One division will probably have the task of holding Sunaiyat forces while the other two divisions push up through Beit Aessa, whence our 6-inch guns should enfilade the Sunaiyat position. The line of advance would probably make for Dujaila Redoubt which would be taken on by our big guns and the bridge at O destroyed to prevent escape of the enemy to other bank. One division would then have a large part of the Turkish force hemmed in on the Essin ridge right bank, and the other division crossing into Kut by a bridge to be erected by us would swing around past the Fort to prevent the remaining enemy forces on the left bank from getting away. It will be either a dismal failure or brilliant success, and much at this belated hour must depend upon the floods.

March 29th.—A beautiful day and quite hot. We have been unmolested except for some shells on the Fort. I have finished "Septimus," by W. Locke. Septimus is a delightful chap, and would make much fun for us if he were here.

Then we played chess, and I visited Pas Nip on my way around the trenches. He returned and lunched with us. I have managed to get a tin of gooseberry jam at ten rupees, one tin of milk twelve rupees, 1½ lbs. of atta for fifteen rupees.

I held another inspection of the native drivers among whom scurvy has increased. They still refuse to eat horseflesh.

Don Juan has turned from a dark black to a burned brown. That, possibly, is his way of turning grey! I gather him some grass every possible day.

**Given information**
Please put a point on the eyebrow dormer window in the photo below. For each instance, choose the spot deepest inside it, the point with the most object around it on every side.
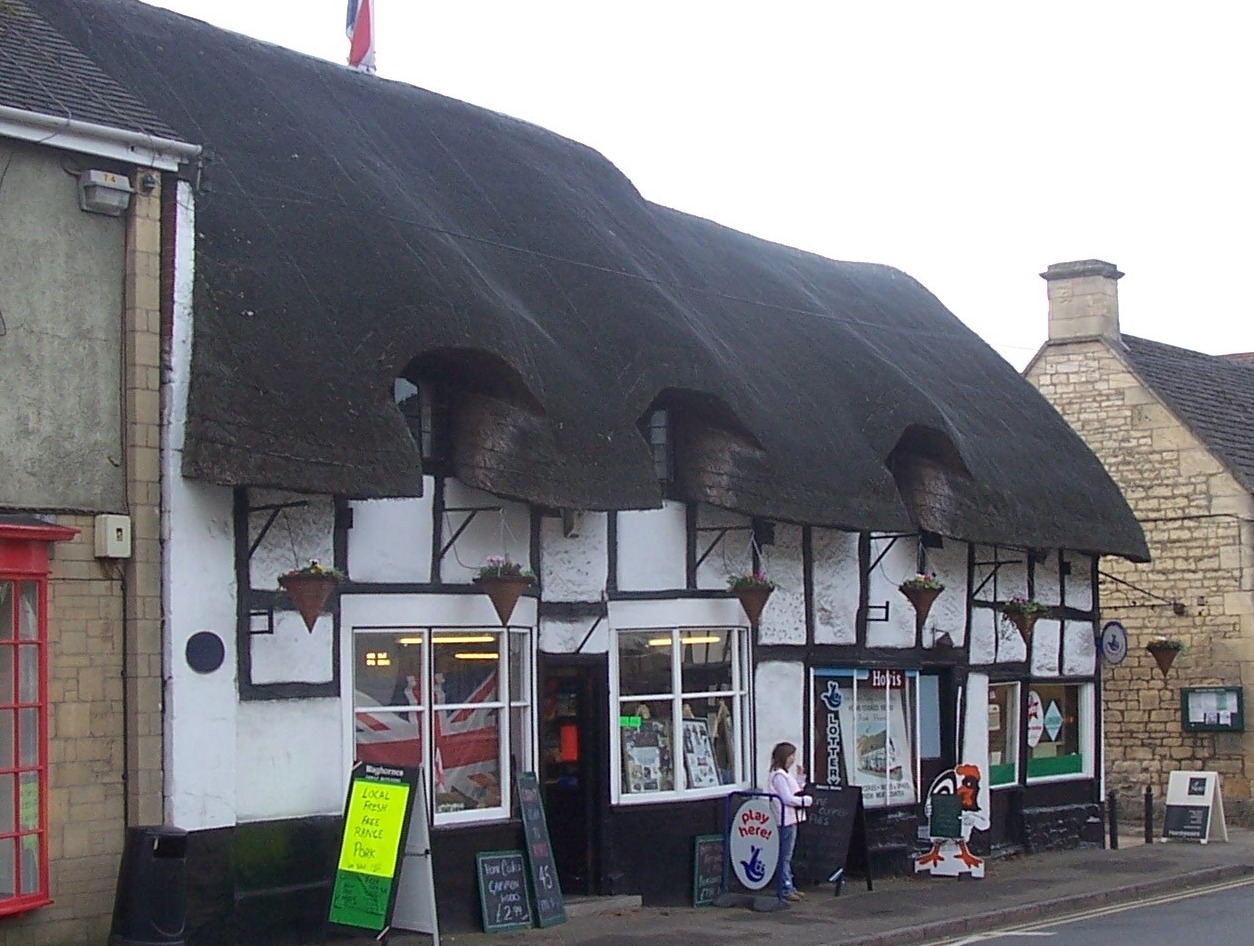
(661, 446)
(425, 410)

**What this exercise asks**
1) In the siege diary, what did the tin of milk cost?
2) Retype the siege diary passage, starting with "March 29th.—A beautiful" and going on through "for fifteen rupees.".

**Solved problems**
1) Twelve rupees.

2)
March 29th.—A beautiful day and quite hot. We have been unmolested except for some shells on the Fort. I have finished "Septimus," by W. Locke. Septimus is a delightful chap, and would make much fun for us if he were here.

Then we played chess, and I visited Pas Nip on my way around the trenches. He returned and lunched with us. I have managed to get a tin of gooseberry jam at ten rupees, one tin of milk twelve rupees, 1½ lbs. of atta for fifteen rupees.